▶ 指示 A
以下の記録から、文字列「throw」を含む行をすべて収集してください。大文字と小文字は区別されます。
***** 本文抜粋
いろいろな資格取得をライフワークのようにしている人もいる。
こうした、趣味での学びは大いに結構だし、ゆくゆくは趣味と実益を兼ねるような場面もあり得るだろう。
しかしあまり期待しすぎないほうがいい。
現実的には資格取得が仕事に役立つことはそんなにないし、学びが収入アップに繋がることもそうはないものだ。
何故か。
素人が学習によって習得するのは、知識を記憶することが主体となってしまうからだ。プロが実務をしながら学んでいるのとは雲泥の差というか、だいぶ質が違う。
極論で言えば、机上で学べることはネットを検索すれば得られるものであって、別に覚えておく必要がないものだ。少なくとも、知っていたからと言って威張れるものじゃないし、大半は知らなくても大した問題にはならないものだ。
仕事に役立つ知識というのは、机上の知識として覚えておくような類のものではなくて、紙に書いて説明するのが難しい種類の知識だ。
そのようなマニュアル化出来ないような知識のことを一般的に暗黙知と呼ばれる。
プロの持つスキルには必ずこの暗黙知の領域が含まれていて、しかもそれは何処かにまとまって所在するのではなく、あちこちに散りばめられるように存在する。
上手いたとえではないかも知れないが、第一印象が良い人の振る舞いなんかも暗黙知が含まれているだろう。
確かに、外見や服装に気を使うことだったり、相手の目を見て口角を上げて、いつもより少しだけ高めの声で身振り手振りを加えながらしゃべる、といったようなノウハウは有効でないかといえばそんなことはないが、そんなことを超越して第一印象が良い人がいるのも事実だろう。
その人にコツを伝授してくれと頼み込んだところで、本人も無意識に行っているようなことは説明不可能なはずだ。
**********
***** データ抜粋
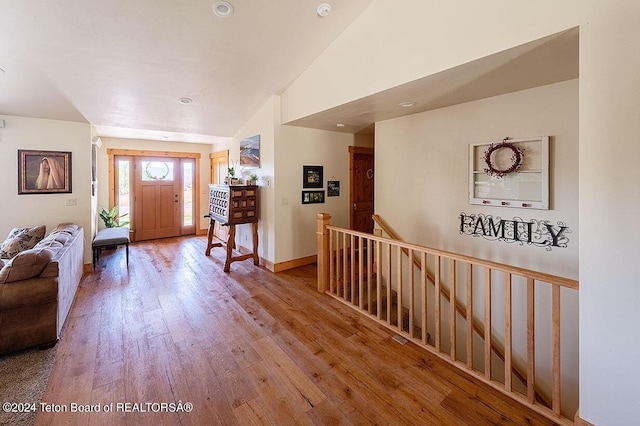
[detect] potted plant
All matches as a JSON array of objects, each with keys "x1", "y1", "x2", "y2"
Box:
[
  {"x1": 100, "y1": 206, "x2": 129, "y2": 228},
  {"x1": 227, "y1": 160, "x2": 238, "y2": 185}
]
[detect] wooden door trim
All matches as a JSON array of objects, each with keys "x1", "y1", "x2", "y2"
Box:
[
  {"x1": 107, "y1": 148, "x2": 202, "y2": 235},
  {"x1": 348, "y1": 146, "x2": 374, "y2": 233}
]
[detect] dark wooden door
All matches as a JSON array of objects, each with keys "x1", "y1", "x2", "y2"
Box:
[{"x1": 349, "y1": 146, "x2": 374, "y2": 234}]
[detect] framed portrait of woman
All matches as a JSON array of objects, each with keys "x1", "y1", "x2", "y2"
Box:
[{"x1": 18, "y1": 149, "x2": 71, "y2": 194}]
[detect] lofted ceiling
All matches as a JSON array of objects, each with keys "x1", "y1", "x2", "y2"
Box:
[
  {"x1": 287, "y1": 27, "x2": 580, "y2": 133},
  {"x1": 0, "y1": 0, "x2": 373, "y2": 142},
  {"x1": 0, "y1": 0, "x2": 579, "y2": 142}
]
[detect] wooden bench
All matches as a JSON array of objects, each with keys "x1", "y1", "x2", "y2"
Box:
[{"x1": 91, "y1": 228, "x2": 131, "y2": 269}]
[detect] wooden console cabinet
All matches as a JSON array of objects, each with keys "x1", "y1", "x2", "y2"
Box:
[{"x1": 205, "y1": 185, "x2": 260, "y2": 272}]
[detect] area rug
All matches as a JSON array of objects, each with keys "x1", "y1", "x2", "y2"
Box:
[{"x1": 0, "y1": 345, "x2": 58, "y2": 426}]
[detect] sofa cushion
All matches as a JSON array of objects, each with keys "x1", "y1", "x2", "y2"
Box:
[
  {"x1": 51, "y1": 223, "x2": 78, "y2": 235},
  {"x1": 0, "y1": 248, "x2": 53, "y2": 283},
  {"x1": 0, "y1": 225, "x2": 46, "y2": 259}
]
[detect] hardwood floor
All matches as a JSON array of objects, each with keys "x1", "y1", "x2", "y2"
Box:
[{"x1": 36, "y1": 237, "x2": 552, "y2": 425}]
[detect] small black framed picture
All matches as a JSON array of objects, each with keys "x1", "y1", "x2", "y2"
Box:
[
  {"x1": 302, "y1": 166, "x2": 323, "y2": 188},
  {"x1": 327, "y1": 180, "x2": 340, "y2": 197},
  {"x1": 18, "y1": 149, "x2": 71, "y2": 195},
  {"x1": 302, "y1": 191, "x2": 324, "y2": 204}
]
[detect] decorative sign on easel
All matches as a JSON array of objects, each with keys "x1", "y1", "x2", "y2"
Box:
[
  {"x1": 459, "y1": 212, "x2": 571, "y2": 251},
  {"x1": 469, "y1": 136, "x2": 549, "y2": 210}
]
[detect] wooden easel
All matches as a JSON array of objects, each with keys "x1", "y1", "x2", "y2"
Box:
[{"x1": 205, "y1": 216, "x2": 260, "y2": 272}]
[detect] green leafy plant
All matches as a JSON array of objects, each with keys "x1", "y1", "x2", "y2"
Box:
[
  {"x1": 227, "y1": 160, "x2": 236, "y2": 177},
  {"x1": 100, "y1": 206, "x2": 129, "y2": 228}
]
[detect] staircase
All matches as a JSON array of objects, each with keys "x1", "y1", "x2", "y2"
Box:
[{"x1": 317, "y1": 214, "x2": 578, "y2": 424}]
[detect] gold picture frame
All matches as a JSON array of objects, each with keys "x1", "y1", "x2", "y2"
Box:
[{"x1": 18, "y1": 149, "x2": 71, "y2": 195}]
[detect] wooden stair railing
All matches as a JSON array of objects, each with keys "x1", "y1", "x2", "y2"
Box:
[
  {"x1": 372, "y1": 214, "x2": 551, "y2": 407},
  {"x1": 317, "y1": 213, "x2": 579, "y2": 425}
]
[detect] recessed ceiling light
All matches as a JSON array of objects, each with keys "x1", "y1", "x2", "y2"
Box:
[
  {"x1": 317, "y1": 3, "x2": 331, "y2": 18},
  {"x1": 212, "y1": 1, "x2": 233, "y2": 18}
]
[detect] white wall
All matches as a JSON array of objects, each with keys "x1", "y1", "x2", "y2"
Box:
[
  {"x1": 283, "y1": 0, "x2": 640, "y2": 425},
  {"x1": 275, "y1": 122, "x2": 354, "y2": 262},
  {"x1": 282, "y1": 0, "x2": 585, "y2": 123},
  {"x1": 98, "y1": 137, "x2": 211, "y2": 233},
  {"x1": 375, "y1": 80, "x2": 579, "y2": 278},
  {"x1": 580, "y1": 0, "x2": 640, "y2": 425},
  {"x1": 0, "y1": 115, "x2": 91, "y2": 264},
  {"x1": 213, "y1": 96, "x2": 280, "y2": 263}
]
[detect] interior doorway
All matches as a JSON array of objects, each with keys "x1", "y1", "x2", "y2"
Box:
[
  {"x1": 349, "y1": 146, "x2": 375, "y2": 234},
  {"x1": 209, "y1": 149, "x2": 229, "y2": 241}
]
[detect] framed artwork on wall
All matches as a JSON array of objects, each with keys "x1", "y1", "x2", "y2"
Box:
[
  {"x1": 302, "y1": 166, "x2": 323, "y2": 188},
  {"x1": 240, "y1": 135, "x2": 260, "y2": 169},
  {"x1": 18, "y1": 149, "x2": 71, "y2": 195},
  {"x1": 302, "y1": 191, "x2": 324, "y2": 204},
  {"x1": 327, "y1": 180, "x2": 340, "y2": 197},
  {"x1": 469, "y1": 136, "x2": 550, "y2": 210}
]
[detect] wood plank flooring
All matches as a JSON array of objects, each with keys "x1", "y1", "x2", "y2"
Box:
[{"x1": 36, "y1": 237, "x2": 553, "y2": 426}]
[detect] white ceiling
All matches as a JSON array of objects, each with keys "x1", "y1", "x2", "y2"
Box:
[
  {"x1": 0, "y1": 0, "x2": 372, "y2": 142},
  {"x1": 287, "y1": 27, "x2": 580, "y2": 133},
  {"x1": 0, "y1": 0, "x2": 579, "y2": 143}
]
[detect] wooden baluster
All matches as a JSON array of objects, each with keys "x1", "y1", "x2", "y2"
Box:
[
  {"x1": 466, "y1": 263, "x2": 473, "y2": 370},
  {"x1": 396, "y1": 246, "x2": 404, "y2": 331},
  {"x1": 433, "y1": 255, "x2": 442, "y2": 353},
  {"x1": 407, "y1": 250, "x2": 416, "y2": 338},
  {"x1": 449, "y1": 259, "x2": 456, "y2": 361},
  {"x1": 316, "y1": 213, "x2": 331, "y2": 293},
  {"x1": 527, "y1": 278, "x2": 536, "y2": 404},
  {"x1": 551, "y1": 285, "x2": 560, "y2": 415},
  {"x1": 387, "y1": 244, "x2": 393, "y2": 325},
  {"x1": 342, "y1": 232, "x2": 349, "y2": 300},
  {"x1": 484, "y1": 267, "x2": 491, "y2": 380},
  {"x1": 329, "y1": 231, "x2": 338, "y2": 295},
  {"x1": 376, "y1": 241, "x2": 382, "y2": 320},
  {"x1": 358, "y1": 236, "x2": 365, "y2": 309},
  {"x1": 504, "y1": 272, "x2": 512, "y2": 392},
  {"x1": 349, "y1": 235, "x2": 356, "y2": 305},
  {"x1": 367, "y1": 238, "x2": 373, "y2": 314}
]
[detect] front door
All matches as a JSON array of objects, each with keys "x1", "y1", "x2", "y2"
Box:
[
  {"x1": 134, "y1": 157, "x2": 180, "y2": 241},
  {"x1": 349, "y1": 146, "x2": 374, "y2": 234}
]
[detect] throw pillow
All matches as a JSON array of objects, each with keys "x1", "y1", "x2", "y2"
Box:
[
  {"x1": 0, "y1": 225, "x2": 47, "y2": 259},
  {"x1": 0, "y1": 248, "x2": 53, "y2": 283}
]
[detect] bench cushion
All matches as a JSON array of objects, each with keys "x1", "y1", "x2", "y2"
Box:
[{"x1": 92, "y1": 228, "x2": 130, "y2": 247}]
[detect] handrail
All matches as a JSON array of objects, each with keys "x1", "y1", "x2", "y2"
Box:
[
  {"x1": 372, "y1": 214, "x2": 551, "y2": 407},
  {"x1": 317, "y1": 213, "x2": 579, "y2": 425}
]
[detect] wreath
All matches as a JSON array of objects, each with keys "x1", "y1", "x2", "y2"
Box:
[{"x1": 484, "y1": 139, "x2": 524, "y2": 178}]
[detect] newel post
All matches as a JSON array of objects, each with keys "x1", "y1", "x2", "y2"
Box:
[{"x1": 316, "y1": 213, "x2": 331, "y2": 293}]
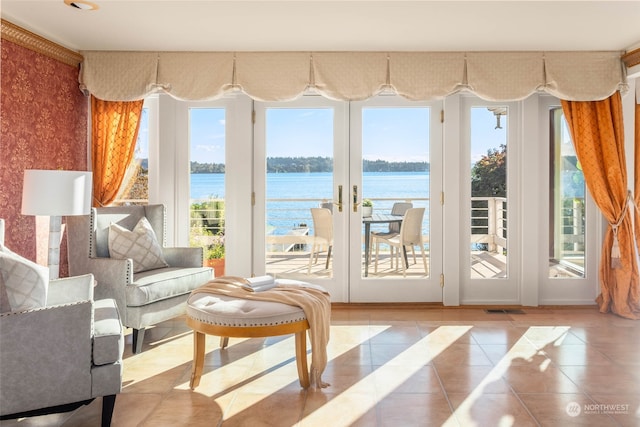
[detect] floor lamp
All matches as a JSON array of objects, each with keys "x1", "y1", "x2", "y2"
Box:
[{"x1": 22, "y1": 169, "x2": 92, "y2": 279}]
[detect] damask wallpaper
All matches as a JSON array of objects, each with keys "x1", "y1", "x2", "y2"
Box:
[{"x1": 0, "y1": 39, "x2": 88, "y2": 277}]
**********
***** データ抜粋
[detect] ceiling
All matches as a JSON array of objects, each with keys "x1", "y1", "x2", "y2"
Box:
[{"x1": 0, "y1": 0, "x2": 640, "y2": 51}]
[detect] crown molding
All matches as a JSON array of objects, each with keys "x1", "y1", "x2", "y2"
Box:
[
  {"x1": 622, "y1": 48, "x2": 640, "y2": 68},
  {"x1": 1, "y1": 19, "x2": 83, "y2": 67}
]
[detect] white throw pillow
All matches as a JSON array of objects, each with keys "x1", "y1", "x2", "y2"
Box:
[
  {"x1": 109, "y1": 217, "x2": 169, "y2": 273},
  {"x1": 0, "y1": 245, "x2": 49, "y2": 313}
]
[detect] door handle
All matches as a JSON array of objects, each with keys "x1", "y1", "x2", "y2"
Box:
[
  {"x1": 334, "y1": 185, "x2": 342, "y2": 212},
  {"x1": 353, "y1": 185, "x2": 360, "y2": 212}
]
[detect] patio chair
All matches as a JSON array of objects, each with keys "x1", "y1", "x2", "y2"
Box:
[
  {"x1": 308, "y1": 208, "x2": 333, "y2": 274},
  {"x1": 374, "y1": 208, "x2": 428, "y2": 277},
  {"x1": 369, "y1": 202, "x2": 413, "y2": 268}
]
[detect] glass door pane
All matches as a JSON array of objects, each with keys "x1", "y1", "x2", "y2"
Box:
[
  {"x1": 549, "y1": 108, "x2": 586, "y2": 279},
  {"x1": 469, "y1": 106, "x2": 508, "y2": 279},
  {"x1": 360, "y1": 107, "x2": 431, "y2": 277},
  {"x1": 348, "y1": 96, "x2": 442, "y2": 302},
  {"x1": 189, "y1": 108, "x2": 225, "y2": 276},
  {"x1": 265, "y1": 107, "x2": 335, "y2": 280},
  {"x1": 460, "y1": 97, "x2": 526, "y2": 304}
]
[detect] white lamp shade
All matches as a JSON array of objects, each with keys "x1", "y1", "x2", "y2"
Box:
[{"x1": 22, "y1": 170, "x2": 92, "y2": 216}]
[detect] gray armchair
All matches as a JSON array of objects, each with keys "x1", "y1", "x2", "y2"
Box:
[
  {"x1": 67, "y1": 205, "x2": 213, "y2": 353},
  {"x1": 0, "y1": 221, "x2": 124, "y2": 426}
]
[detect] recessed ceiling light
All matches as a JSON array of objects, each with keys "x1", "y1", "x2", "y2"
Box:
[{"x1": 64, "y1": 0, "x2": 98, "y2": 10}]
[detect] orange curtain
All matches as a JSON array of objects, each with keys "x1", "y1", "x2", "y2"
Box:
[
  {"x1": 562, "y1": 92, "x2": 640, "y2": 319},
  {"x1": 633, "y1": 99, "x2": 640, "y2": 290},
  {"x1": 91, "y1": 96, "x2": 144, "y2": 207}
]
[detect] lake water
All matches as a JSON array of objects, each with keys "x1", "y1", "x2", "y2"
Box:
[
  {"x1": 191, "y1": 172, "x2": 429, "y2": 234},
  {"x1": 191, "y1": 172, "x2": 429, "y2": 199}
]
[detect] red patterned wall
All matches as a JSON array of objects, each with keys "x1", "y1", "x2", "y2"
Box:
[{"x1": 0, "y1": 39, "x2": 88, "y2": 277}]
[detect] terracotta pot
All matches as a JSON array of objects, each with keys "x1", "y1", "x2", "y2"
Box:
**********
▶ 指示 B
上の資格取得と学びについての本文によれば、資格取得や学びが仕事や収入アップにつながることがあまりないのはなぜですか。1～3文で説明してください。

▶ 解答例 A
[detect] throw pillow
[detect] white throw pillow

▶ 解答例 B
素人が学習によって身につけるものは、知識を記憶することが主体となってしまうからです。これは、プロが実務をしながら学ぶものとは質が大きく異なります。